_THE PROBLEM:_ Give back exactly the lines of the material below that start at the one holding "the shirt cuff" and end at the last line, minus the pictures.

=====

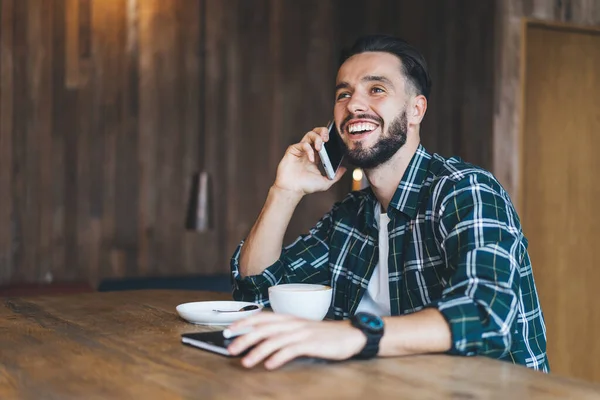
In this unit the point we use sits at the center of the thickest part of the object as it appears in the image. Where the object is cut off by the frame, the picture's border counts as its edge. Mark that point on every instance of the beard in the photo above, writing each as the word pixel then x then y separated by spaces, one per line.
pixel 384 149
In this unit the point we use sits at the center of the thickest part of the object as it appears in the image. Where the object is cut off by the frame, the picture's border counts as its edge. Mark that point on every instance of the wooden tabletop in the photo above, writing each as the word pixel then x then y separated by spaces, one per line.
pixel 126 345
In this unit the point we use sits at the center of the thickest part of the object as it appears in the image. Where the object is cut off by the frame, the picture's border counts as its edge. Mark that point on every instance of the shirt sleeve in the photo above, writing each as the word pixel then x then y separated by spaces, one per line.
pixel 304 261
pixel 484 246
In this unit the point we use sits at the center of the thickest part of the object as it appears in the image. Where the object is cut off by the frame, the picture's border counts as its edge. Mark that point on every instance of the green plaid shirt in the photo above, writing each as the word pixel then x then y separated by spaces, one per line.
pixel 455 243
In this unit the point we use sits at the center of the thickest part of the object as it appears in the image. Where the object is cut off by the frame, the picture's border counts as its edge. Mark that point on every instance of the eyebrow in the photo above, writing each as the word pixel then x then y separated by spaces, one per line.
pixel 368 78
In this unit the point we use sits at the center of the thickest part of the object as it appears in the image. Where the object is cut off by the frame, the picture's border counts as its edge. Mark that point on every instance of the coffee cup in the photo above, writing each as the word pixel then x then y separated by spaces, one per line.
pixel 301 299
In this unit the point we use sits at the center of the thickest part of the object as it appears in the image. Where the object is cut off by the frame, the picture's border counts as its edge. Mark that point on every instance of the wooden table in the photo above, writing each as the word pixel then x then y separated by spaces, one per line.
pixel 126 345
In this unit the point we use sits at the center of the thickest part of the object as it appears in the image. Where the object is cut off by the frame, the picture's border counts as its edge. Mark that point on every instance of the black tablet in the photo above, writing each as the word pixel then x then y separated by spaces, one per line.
pixel 210 341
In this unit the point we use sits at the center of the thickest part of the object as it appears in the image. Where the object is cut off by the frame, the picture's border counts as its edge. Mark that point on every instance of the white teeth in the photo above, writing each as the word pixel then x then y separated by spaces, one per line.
pixel 361 126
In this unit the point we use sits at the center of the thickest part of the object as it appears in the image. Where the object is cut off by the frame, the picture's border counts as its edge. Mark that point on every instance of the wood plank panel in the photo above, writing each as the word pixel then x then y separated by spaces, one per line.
pixel 559 205
pixel 149 112
pixel 507 101
pixel 140 95
pixel 125 245
pixel 6 138
pixel 221 110
pixel 23 241
pixel 42 93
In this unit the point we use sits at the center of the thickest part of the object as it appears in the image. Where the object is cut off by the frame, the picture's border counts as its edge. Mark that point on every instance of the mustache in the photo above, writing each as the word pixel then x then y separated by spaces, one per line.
pixel 375 118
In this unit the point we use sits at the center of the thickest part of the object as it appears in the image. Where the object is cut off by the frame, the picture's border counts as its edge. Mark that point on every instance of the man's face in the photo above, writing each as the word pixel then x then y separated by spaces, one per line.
pixel 370 108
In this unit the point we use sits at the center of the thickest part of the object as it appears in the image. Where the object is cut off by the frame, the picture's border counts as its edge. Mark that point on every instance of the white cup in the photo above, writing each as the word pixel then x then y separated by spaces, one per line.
pixel 301 299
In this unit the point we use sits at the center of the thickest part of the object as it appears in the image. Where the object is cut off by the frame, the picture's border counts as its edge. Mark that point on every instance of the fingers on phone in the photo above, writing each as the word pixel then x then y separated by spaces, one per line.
pixel 322 132
pixel 309 151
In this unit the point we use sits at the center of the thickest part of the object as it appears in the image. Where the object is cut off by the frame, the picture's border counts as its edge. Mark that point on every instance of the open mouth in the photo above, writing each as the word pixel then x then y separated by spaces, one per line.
pixel 360 129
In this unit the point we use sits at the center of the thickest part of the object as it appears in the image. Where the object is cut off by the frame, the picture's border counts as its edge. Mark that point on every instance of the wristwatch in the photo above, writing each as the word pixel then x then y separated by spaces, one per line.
pixel 372 327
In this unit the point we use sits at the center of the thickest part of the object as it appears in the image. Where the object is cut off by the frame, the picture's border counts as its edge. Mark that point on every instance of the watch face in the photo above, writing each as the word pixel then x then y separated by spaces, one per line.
pixel 371 321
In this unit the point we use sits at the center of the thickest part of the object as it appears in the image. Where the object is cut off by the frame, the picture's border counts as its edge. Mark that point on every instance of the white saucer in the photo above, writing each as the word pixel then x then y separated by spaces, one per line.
pixel 201 312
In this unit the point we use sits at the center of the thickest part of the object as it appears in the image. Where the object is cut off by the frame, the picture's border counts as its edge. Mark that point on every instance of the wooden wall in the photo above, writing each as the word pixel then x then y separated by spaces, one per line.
pixel 510 15
pixel 107 108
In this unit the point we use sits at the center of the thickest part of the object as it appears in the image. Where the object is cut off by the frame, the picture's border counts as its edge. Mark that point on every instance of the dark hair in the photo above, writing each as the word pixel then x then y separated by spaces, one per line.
pixel 414 66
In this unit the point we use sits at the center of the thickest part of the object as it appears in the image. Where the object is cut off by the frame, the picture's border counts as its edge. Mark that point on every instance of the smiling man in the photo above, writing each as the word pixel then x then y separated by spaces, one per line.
pixel 430 258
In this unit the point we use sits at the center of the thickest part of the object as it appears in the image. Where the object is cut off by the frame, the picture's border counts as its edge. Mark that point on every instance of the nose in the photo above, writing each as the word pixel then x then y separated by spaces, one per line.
pixel 357 104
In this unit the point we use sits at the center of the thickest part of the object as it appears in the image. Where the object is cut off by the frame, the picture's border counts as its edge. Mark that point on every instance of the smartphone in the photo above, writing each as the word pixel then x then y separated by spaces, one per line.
pixel 332 151
pixel 213 341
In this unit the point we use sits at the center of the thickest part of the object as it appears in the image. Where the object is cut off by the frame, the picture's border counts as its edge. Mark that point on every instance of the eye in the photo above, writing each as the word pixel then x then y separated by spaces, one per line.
pixel 342 95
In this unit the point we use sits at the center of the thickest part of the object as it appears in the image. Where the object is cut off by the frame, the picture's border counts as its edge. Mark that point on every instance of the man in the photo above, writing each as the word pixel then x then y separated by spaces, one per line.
pixel 442 234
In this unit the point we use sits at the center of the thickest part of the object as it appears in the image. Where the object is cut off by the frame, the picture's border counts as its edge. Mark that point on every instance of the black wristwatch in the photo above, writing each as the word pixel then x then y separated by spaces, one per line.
pixel 372 326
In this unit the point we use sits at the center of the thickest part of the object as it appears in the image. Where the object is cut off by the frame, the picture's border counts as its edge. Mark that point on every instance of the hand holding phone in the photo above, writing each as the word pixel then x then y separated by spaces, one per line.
pixel 332 152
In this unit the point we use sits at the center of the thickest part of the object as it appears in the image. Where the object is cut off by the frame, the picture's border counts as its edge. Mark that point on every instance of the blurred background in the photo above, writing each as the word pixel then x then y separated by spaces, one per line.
pixel 139 138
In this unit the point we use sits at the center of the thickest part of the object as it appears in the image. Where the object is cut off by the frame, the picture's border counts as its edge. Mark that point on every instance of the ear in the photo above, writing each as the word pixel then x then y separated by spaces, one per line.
pixel 417 109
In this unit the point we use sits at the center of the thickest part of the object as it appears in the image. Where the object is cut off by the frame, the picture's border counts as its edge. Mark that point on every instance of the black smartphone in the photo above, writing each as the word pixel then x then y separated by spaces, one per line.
pixel 332 151
pixel 213 341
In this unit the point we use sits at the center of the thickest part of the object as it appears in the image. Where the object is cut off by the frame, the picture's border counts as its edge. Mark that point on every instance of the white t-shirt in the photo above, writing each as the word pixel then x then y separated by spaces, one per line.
pixel 376 299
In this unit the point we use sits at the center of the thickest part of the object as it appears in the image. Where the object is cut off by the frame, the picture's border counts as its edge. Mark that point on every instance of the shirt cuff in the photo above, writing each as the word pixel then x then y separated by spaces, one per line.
pixel 254 288
pixel 463 318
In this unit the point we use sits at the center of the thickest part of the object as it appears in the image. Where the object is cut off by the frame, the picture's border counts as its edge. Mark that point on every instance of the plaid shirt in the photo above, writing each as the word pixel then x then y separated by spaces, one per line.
pixel 455 244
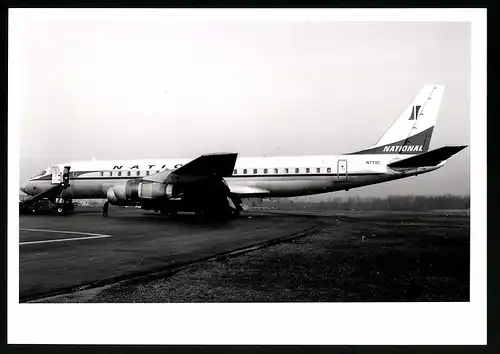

=====

_EXERCISE RESULT:_
In this unit the point we use sits at the center of the thickest part of the object as it appears in the image. Where the object is cut off by the frame, the picture's border counts as its edge. Mark that point on every instance of the shirt cuff in the photo above, writing each as the word pixel then x then y separated by spaces, one per line.
pixel 254 288
pixel 463 318
In this unit the point we use sits at the center of the thickest part of the object as it appears in the image. Where the object is cut off by the frame, the picture's border counts as its edge. Mark that point on every instance of the plaid shirt in the photo above, writing each as the word pixel then x then y separated by spaces, one per line.
pixel 455 244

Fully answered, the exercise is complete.